• WHAT TO DO
Exactly reproduce each entry, leaving out nothing.

──────── MATERIAL FOR THIS TASK ────────

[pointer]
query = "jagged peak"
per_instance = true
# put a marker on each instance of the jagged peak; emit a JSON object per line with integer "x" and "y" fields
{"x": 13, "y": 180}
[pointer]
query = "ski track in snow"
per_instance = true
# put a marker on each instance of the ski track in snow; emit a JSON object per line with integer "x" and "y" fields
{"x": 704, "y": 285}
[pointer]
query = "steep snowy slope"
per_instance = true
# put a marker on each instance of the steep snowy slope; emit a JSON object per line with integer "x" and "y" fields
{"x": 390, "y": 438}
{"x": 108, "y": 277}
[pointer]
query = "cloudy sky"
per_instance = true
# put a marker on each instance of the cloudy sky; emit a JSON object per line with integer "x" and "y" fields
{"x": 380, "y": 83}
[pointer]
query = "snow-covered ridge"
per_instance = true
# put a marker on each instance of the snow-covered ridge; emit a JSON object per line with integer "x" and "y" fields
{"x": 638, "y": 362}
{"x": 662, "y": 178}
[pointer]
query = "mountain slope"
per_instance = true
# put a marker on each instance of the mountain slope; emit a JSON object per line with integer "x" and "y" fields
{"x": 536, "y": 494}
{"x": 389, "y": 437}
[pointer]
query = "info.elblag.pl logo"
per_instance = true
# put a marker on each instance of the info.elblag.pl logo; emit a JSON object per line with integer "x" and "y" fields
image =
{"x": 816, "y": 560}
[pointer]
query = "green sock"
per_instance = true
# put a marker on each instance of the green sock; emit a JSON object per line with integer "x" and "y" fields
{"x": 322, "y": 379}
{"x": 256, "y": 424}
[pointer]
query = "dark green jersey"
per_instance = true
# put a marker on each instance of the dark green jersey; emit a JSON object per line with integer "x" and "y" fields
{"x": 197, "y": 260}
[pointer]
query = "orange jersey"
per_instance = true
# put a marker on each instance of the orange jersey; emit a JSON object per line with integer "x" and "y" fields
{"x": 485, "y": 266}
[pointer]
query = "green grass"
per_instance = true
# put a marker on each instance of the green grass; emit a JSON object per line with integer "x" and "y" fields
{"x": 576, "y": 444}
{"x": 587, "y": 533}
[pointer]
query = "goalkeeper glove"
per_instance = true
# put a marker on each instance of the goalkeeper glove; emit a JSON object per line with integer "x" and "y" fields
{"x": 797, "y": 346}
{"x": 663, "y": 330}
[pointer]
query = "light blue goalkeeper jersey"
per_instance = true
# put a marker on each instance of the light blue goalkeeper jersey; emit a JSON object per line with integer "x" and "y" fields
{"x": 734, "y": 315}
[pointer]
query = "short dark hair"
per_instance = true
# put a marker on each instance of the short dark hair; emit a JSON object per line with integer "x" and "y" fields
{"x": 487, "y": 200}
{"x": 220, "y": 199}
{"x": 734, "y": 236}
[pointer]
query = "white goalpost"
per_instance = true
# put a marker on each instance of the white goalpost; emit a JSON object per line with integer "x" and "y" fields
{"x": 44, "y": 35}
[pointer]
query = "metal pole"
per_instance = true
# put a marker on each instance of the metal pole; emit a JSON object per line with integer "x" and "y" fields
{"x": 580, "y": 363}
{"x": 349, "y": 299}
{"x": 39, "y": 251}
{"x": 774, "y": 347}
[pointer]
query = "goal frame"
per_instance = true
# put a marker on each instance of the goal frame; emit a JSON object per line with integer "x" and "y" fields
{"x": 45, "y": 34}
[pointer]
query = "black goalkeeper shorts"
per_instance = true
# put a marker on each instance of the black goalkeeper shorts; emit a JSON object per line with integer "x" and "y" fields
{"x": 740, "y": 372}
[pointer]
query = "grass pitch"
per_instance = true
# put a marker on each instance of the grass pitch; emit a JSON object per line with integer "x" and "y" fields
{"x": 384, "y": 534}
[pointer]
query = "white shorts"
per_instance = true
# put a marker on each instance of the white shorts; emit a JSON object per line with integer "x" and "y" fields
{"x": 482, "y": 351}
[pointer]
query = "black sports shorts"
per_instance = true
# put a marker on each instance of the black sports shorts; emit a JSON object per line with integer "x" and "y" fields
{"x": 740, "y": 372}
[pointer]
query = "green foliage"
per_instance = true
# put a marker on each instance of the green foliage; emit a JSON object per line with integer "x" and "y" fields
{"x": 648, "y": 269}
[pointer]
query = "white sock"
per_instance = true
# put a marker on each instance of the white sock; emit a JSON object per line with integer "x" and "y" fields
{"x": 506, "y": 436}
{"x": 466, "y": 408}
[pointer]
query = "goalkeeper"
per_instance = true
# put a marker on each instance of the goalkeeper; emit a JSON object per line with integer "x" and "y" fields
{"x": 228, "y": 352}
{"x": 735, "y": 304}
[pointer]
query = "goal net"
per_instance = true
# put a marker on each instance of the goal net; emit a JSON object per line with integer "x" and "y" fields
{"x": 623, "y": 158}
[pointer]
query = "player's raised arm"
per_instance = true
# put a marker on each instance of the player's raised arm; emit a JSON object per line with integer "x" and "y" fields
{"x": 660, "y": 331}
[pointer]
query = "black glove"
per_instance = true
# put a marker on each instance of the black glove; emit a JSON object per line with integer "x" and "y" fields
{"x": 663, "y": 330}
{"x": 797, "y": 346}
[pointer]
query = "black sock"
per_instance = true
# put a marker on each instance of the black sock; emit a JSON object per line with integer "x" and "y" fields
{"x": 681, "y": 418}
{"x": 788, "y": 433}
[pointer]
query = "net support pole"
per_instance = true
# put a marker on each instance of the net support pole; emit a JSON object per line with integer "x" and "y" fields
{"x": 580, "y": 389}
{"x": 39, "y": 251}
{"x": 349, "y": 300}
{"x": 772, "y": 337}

────────

• ANSWER TO THIS TASK
[pointer]
query = "jagged peak"
per_instance = true
# put a marker on each instance of the jagged peak; emit a JSON object per line with integer "x" and "y" fields
{"x": 13, "y": 180}
[pointer]
query = "ski track in snow"
per_instance = true
# put a marker on each instance of the ski track in snow; emit a JSON object per line with integer "x" and "y" fields
{"x": 704, "y": 285}
[pointer]
query = "steep snowy slope"
per_instance = true
# put a marker on each instance of the steep snowy slope; emit a JSON object per line with integer "x" and "y" fields
{"x": 390, "y": 438}
{"x": 108, "y": 277}
[pointer]
query = "cloudy sky"
per_instance = true
# put a marker on each instance of the cloudy sky; emit a JSON object per line with integer "x" and "y" fields
{"x": 380, "y": 83}
[pointer]
query = "snow-covered ridge"
per_instance = true
# put a marker on each instance of the snow-covered ridge; emit a JSON object per line with integer "x" and "y" fields
{"x": 638, "y": 362}
{"x": 662, "y": 178}
[pointer]
query = "mountain slope"
per_instance = true
# put a marker on each instance of the mountain slope; emit a JSON object per line with integer "x" and "y" fields
{"x": 536, "y": 494}
{"x": 389, "y": 437}
[pointer]
query = "info.elblag.pl logo"
per_instance = true
# put a marker on each instance of the info.elblag.pl logo; emit a JSON object per line with integer "x" and "y" fields
image =
{"x": 816, "y": 560}
[pointer]
query = "green sock"
per_instance = true
# put a marker on each instance of the green sock; emit a JSON object per line with integer "x" and "y" fields
{"x": 322, "y": 379}
{"x": 256, "y": 424}
[pointer]
query = "dark green jersey"
per_instance = true
# put a marker on each instance of the dark green jersey; emit a JSON object per line with integer "x" and "y" fields
{"x": 197, "y": 260}
[pointer]
query = "orange jersey"
per_instance = true
# put a marker on each instance of the orange jersey; emit a JSON object per line with integer "x" and "y" fields
{"x": 485, "y": 266}
[pointer]
query = "green grass"
per_instance = true
# put a marker on each instance of the green grass; emit a JSON object per line with integer "x" and "y" fields
{"x": 576, "y": 444}
{"x": 587, "y": 533}
[pointer]
query = "goalkeeper glove"
per_instance = true
# put a marker on each instance of the goalkeeper glove; emit a JSON object per line with integer "x" and "y" fields
{"x": 797, "y": 346}
{"x": 663, "y": 330}
[pointer]
query = "light blue goalkeeper jersey"
per_instance = true
# put a marker on each instance of the light blue goalkeeper jersey; emit a JSON object per line with integer "x" and "y" fields
{"x": 734, "y": 315}
[pointer]
query = "short dark hair"
per_instance = true
# put a marker on each instance of the short dark hair; emit a JSON object per line with integer "x" and "y" fields
{"x": 487, "y": 200}
{"x": 220, "y": 199}
{"x": 734, "y": 236}
[pointer]
query = "white goalpost"
per_instance = true
# put a marker on each instance of the white goalpost; emit a JSON object per line with integer "x" and "y" fields
{"x": 44, "y": 35}
[pointer]
query = "metal pole"
per_instance = true
# put a marker on each instance of the metal pole; emit a JSON object per line with integer "x" and "y" fields
{"x": 580, "y": 363}
{"x": 349, "y": 299}
{"x": 39, "y": 251}
{"x": 774, "y": 347}
[pointer]
query = "goal frame"
per_instance = true
# put a marker on each instance of the goal frame; emit a JSON object per line with integer "x" and "y" fields
{"x": 45, "y": 34}
[pointer]
query = "black goalkeeper shorts"
per_instance = true
# put a marker on each instance of the black goalkeeper shorts; emit a JSON object per line with integer "x" and "y" fields
{"x": 740, "y": 372}
[pointer]
query = "grass pitch"
per_instance = true
# put a marker on each instance of the grass pitch; emit a JSON object per line with integer "x" and "y" fields
{"x": 384, "y": 534}
[pointer]
query = "white shorts"
per_instance = true
# put a marker on each instance of the white shorts; emit a JSON object per line with integer "x" and "y" fields
{"x": 482, "y": 351}
[pointer]
query = "black sports shorts"
per_instance = true
# put a marker on each instance of the black sports shorts; emit a JSON object per line with integer "x" and "y" fields
{"x": 740, "y": 372}
[pointer]
query = "green foliage"
per_instance = true
# put a marker on each instance of the green foliage; emit a JSON object per line with integer "x" and "y" fields
{"x": 648, "y": 269}
[pointer]
query = "white sock"
per_instance = true
# put a marker on each instance of the white sock; emit a JSON object per line with integer "x" and "y" fields
{"x": 506, "y": 436}
{"x": 466, "y": 408}
[pointer]
query = "goalkeeper"
per_instance = true
# put a marker on each instance of the goalkeeper; emit a JSON object per line with integer "x" and "y" fields
{"x": 228, "y": 352}
{"x": 735, "y": 304}
[pointer]
query = "goal net"
per_instance = true
# put a marker on each instance of the goal net; emit a JSON object per line with integer "x" and "y" fields
{"x": 623, "y": 158}
[pointer]
query = "player's raised arm"
per_instance = true
# put a marker on each instance of the player's raised arm; emit a JSON object per line with integer "x" and "y" fields
{"x": 660, "y": 331}
[pointer]
query = "black glove"
per_instance = true
# put a marker on each instance of the black glove; emit a JSON object per line with integer "x" and "y" fields
{"x": 663, "y": 330}
{"x": 797, "y": 346}
[pointer]
query = "black sock"
per_instance = true
# put a marker on each instance of the black sock; emit a JSON object per line with integer "x" and "y" fields
{"x": 681, "y": 418}
{"x": 788, "y": 433}
[pointer]
query = "net support pole"
per_instance = true
# put a marker on each instance of the net support pole; emit a JSON object per line with integer "x" and "y" fields
{"x": 580, "y": 389}
{"x": 39, "y": 251}
{"x": 349, "y": 300}
{"x": 772, "y": 337}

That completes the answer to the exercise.